▸ **WORK TO DO**
Beginning with the line that contains "detect the flagpole", extract each line through the end of the listing below, with no additions or omissions.

▸ **PROVIDED MATERIAL**

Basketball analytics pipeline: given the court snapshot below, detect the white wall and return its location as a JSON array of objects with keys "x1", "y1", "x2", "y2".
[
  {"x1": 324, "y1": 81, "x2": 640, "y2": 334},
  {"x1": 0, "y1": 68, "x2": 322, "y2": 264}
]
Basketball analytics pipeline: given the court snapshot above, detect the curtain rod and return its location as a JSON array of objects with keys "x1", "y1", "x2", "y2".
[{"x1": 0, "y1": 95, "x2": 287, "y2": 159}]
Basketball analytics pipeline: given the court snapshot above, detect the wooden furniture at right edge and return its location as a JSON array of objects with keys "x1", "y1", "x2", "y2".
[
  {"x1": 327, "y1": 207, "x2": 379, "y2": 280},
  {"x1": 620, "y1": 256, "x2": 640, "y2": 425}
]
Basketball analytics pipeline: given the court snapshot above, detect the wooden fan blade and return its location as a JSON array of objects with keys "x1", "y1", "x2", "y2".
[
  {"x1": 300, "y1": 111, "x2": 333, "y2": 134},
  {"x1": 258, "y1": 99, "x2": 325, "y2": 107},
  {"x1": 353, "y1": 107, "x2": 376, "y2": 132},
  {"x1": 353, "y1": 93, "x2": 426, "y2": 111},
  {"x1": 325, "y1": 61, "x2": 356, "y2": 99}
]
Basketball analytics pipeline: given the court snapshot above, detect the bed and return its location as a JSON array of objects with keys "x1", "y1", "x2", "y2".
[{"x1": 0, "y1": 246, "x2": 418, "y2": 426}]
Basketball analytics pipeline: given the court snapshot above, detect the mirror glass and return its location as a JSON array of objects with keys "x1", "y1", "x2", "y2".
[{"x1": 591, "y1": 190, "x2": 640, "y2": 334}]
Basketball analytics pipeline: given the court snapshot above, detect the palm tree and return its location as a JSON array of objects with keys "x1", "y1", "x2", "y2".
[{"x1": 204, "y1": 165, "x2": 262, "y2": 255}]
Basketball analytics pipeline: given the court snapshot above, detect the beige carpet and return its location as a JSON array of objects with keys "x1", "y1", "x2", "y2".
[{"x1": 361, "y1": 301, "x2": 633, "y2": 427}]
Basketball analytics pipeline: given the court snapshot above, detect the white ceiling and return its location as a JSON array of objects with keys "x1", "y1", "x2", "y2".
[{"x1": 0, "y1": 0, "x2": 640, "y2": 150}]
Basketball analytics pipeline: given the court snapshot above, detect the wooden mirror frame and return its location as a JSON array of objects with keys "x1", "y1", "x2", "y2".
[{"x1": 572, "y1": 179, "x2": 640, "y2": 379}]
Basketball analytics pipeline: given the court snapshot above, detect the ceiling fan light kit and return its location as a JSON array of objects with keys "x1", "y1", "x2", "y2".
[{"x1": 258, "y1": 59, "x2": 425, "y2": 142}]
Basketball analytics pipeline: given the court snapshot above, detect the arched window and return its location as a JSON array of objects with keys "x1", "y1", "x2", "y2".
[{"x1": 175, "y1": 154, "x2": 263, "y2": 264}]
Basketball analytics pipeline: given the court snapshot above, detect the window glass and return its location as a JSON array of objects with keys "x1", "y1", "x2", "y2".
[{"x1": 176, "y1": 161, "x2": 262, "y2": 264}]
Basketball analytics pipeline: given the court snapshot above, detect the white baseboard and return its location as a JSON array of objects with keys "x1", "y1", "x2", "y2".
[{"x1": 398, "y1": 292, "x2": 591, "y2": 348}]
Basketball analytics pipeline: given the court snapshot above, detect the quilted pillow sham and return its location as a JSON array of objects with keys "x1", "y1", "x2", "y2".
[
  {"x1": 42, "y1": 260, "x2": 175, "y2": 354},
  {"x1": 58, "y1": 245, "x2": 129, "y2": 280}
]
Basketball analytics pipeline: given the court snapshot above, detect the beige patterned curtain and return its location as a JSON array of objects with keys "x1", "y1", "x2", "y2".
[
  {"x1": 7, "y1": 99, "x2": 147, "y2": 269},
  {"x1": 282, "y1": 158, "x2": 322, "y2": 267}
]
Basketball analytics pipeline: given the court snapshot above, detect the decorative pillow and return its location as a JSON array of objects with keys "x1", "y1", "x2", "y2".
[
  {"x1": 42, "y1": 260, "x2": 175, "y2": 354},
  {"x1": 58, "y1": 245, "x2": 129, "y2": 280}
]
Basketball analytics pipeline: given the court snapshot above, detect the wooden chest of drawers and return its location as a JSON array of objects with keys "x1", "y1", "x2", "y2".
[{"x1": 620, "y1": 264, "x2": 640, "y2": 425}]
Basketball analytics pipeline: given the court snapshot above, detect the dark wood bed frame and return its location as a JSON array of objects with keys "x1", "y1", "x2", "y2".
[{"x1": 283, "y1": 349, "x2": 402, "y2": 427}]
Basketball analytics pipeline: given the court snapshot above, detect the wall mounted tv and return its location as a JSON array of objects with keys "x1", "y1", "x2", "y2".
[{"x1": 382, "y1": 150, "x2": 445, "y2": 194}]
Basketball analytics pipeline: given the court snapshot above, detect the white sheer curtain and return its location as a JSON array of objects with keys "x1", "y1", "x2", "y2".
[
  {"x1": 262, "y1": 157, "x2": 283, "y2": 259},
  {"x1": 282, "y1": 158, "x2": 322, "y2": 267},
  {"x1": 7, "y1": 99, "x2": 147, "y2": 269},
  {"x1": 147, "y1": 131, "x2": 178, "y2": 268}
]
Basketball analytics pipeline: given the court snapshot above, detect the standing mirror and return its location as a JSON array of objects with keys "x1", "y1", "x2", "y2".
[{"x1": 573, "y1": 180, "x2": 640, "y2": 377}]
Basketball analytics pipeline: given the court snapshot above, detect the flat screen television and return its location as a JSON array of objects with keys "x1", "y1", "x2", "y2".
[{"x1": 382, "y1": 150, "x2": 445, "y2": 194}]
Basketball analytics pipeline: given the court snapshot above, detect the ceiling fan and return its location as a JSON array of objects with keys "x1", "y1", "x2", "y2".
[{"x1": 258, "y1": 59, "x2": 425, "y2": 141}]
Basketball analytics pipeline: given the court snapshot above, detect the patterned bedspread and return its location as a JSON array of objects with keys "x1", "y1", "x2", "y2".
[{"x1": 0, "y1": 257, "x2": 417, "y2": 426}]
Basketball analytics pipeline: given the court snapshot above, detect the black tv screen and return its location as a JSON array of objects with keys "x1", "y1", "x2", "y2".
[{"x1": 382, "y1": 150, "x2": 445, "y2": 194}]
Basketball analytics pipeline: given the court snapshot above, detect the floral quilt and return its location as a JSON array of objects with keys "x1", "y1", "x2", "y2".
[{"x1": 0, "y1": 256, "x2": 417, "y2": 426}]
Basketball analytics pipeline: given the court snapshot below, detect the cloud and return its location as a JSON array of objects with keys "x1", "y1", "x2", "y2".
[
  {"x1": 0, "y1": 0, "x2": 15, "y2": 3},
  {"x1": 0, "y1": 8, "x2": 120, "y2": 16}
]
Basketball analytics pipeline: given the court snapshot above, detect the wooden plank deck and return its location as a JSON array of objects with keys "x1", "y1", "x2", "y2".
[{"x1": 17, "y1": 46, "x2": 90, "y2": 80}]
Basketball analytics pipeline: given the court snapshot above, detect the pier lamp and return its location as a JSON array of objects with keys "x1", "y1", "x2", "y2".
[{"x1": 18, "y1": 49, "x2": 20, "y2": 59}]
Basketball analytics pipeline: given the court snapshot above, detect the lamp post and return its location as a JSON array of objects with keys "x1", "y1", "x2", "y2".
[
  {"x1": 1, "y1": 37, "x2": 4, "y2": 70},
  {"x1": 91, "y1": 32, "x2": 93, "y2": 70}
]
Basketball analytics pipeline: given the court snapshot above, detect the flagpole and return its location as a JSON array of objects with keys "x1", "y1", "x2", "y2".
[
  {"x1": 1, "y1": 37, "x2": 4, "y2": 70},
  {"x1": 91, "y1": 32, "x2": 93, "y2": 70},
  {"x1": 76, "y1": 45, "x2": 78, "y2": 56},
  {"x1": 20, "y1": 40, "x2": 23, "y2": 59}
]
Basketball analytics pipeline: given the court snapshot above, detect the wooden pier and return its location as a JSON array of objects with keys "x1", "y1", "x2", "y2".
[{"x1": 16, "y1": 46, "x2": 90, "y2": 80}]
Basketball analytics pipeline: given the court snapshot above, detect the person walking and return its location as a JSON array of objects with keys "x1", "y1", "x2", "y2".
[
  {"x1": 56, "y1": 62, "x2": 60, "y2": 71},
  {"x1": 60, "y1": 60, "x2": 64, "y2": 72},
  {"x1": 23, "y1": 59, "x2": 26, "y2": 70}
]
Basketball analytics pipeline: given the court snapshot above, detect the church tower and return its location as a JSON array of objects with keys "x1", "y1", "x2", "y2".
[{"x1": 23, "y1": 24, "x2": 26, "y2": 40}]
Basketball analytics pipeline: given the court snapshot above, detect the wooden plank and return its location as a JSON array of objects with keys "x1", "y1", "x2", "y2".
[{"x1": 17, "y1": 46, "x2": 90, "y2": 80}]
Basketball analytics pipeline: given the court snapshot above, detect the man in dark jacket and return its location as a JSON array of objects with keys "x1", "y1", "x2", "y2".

▸ **OUTPUT FOR THIS TASK**
Basketball analytics pipeline: given the court snapshot above, detect the flagpole and return its location as a JSON array of objects with keys "x1", "y1", "x2", "y2".
[
  {"x1": 1, "y1": 37, "x2": 4, "y2": 70},
  {"x1": 91, "y1": 32, "x2": 93, "y2": 70},
  {"x1": 76, "y1": 45, "x2": 78, "y2": 56},
  {"x1": 20, "y1": 40, "x2": 23, "y2": 59}
]
Basketball analytics pipeline: given the court snapshot above, detect the wooden pier and return its location as a JSON array of objects with keys "x1", "y1", "x2", "y2".
[{"x1": 16, "y1": 46, "x2": 90, "y2": 80}]
Basketball analytics pipeline: given the court snapshot above, detect the person walking and return its location as a JSON array of objects with keys "x1", "y1", "x2", "y2".
[
  {"x1": 56, "y1": 62, "x2": 60, "y2": 71},
  {"x1": 60, "y1": 60, "x2": 64, "y2": 72},
  {"x1": 23, "y1": 59, "x2": 26, "y2": 70}
]
Basketball analytics pipeline: given the court snapshot above, detect the church tower and return its location as a JSON array of objects with keys "x1", "y1", "x2", "y2".
[{"x1": 23, "y1": 24, "x2": 26, "y2": 40}]
Basketball analytics pipeline: given the court snapshot above, detect the wooden plank and return its location as a JSON array of objects with keys "x1", "y1", "x2", "y2".
[{"x1": 17, "y1": 46, "x2": 90, "y2": 80}]
Basketball analytics pipeline: given the court snapshot above, detect the man in dark jacket and return its location as a JSON array of objects with keys "x1", "y1", "x2", "y2".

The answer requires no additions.